According to Marcus, there is a dire need to get pedestrians and bicycles off of the roads in the Thomas-Davis area, especially on Route 32. “We’re really concerned with the safety of residents and visitors and the people out in the woods,” Marcus said. “Really the big need that I see that we have to keep people really safe is to get the bikes off the road. In particular, the section between Davis and Thomas because there is no other alternative route for people besides the highway.”
Marcus said he has personally seen pedestrians and bicyclists along the highway all year long. “I go on that road everyday,” Marcus said. “I used to ride my bike back and forth on that road everyday and I see pedestrians. I see bikes out there everyday, winter, summer. A group of associations and people in general have come up with this plan.”
According to Marcus, the West Virginia Department of Highways has a plan to create a trail between Davis and Thomas for foot and bicycle traffic. “With out discussions with the Department of Highways, at the meeting we were out in Thomas where they unveiled some of the changes that they made,” Marcus said. “They said they were going to do a separate trail off the road on Route 32 between the towns.”
Marcus said his group’s proposal would extend the proposed trail around Davis using old railroad grades to parallel the road. “So what this does is extend that around Davis, basically almost following the old rail grade parallel to the road there,” Marcus said. “Around Davis, across the Blackwater Road and around the back. This crosses Mon Power. Well, actually here its Cooper and the other attorney, Pat and around back by Pete Johnson and across the city park and back under the bridge, Blackwater River Bridge in Davis, around there. That’s Mon Power property there behind the Shop-N-Save there.”

> _Given data_
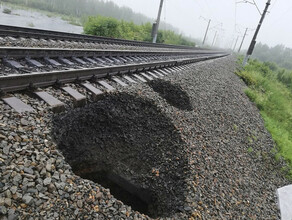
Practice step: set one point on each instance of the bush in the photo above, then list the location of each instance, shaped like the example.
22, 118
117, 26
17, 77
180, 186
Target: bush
102, 26
7, 11
268, 90
111, 27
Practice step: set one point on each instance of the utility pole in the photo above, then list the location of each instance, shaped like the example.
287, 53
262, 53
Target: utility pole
214, 39
206, 32
235, 43
242, 40
156, 24
253, 42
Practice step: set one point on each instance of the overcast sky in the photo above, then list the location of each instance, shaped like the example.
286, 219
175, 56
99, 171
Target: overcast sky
191, 17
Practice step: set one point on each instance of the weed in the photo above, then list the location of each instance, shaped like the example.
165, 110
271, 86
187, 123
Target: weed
274, 99
7, 11
30, 24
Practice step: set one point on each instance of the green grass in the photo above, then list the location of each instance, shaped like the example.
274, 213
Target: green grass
274, 100
7, 11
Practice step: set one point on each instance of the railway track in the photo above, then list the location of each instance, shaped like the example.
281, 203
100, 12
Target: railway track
84, 73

> _Problem to work on_
Turn the paragraph in the article about the Davis–Thomas trail that begins "According to Marcus, there is a dire need" into a short bulleted list of its main facts. These records were drawn from a separate source, not from the article.

> _Answer for this exercise_
- Marcus says people on foot and on bikes badly need to be moved off the roads in the Thomas-Davis area, especially Route 32.
- His concern is the safety of residents, visitors, and people out in the woods.
- He sees getting bikes off the road as the main way to keep people safe.
- The stretch between Davis and Thomas matters most, because the highway is the only route there.